Texte fourni:
▬▬▬▬▬▬

Les déjections des oiseaux de mer ne sont pas seules employées ; on fait usage également, sous le nom de colombine, des produits extraits de tous les locaux où séjournent les volailles ; on rencontre en outre, dans quelques grottes habitées par les chauves-souris, un engrais tout à fait analogue au guano. Enfin on a essayé à diverses reprises d’utiliser à la fabrication des engrais tous les résidus des pêcheries. Sur notre côte bretonne, avec les parties non comestibles des sardines ; aux îles Loffoden on Norvège ; à Terre-Neuve où s’accumulent les résidus de la pêche de la morue, on a fabriqué des engrais de poisson. En soumettant à l’action de la vapeur d’eau surchauffée tous ces débris, on en extrait de l’huile, puis t(jute la masse devient dure, cassante, passe facilement au moulin, et forme une poudre commode à répandre.

▬▬▬▬▬▬

Extraits d'un jeu de données de détection
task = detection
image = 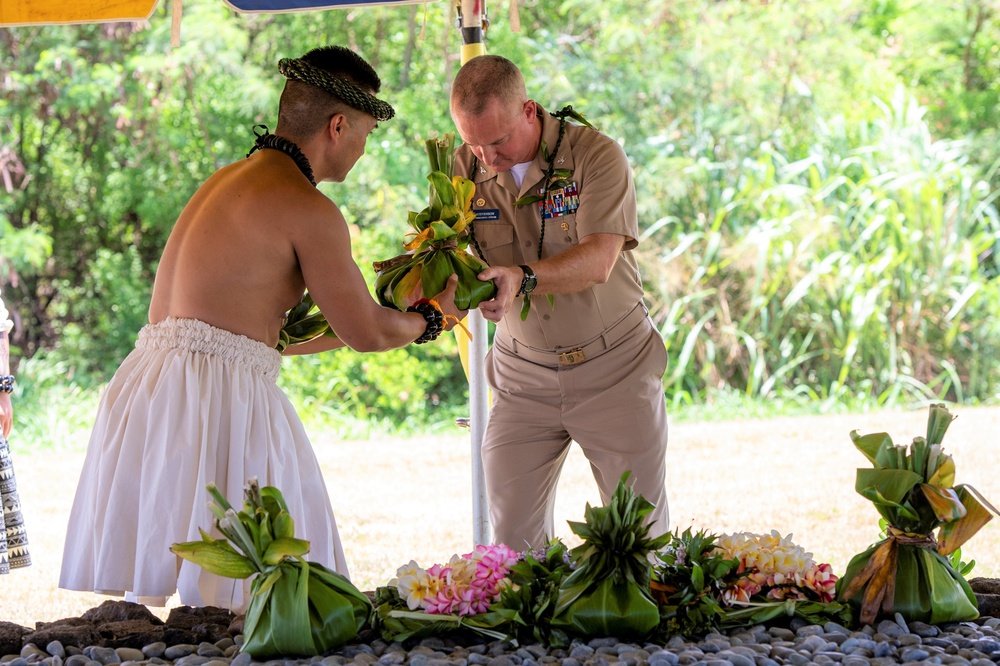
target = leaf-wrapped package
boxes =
[170,479,373,659]
[374,134,496,310]
[837,404,996,624]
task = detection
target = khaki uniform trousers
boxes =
[482,317,669,550]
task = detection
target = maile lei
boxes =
[469,105,597,321]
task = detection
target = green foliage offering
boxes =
[494,539,573,647]
[277,292,337,352]
[837,404,997,624]
[170,479,372,660]
[650,528,739,637]
[551,472,670,639]
[375,133,496,310]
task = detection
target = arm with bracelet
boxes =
[0,298,14,437]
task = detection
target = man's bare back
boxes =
[149,151,324,346]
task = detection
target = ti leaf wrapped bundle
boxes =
[374,133,496,310]
[650,528,739,637]
[551,472,670,639]
[837,404,996,624]
[170,479,373,659]
[493,539,573,647]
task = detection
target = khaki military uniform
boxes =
[455,105,669,548]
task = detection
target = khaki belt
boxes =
[510,303,649,365]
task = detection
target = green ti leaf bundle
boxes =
[276,292,337,352]
[551,472,670,639]
[837,404,997,624]
[170,479,373,659]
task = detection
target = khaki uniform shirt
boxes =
[455,107,643,350]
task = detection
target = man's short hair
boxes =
[278,46,394,139]
[451,55,528,117]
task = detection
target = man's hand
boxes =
[478,266,524,322]
[431,275,468,331]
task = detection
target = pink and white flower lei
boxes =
[393,544,521,615]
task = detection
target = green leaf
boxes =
[261,537,309,564]
[170,532,258,579]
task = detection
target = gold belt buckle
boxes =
[559,347,587,365]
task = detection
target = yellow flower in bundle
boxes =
[389,560,443,610]
[374,134,496,310]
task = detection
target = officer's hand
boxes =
[479,266,524,322]
[424,275,468,331]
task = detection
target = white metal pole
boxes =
[468,310,493,546]
[459,0,493,546]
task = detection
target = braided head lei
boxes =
[278,58,396,122]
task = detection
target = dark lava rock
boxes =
[19,600,242,656]
[80,599,163,624]
[21,617,103,648]
[0,622,31,657]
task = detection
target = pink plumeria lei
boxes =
[717,530,837,604]
[390,544,521,615]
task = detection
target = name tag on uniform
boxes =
[538,181,580,220]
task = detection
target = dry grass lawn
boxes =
[0,407,1000,626]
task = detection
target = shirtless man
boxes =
[59,47,464,611]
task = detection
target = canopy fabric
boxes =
[0,0,436,27]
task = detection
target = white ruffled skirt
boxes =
[59,318,347,613]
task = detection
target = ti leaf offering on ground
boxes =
[170,479,373,659]
[837,404,997,624]
[551,472,670,639]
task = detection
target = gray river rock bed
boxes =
[0,578,1000,666]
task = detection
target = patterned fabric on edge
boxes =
[0,435,31,574]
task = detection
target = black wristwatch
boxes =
[516,266,538,296]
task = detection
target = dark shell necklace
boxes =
[247,125,316,187]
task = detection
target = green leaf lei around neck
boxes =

▬▬▬▬▬▬

Consigne 1:
Condensez sous forme de liste le paragraphe du texte sur les engrais qui commence par « Les déjections des oiseaux de mer », en conservant ses faits principaux.
Consigne 2:
Reproduisez fidèlement le passage du texte sur les engrais, en partant de « Les déjections des » et en allant jusqu'à « commode à répandre. ».
Consigne 3:
Traduisez en anglais cette phrase du texte sur les engrais : « Enfin on a essayé à diverses reprises d’utiliser à la fabrication des engrais tous les résidus des pêcheries. »

Réponse complète 1:
- Outre les déjections des oiseaux de mer, on utilise la colombine, tirée des locaux où séjournent les volailles.
- Certaines grottes habitées par des chauves-souris renferment un engrais très semblable au guano.
- On a tenté plusieurs fois de fabriquer des engrais avec les résidus des pêcheries : parties non comestibles des sardines sur la côte bretonne, îles Loffoden en Norvège, déchets de la pêche à la morue à Terre-Neuve.
- Traités par la vapeur d'eau surchauffée, ces débris donnent de l'huile. La masse restante devient dure et cassante, se moud facilement et forme une poudre commode à répandre.

Réponse complète 2:
Les déjections des oiseaux de mer ne sont pas seules employées ; on fait usage également, sous le nom de colombine, des produits extraits de tous les locaux où séjournent les volailles ; on rencontre en outre, dans quelques grottes habitées par les chauves-souris, un engrais tout à fait analogue au guano. Enfin on a essayé à diverses reprises d’utiliser à la fabrication des engrais tous les résidus des pêcheries. Sur notre côte bretonne, avec les parties non comestibles des sardines ; aux îles Loffoden on Norvège ; à Terre-Neuve où s’accumulent les résidus de la pêche de la morue, on a fabriqué des engrais de poisson. En soumettant à l’action de la vapeur d’eau surchauffée tous ces débris, on en extrait de l’huile, puis t(jute la masse devient dure, cassante, passe facilement au moulin, et forme une poudre commode à répandre.

Réponse complète 3:
Finally, attempts have been made on various occasions to use all the residues of the fisheries in the manufacture of fertilizers.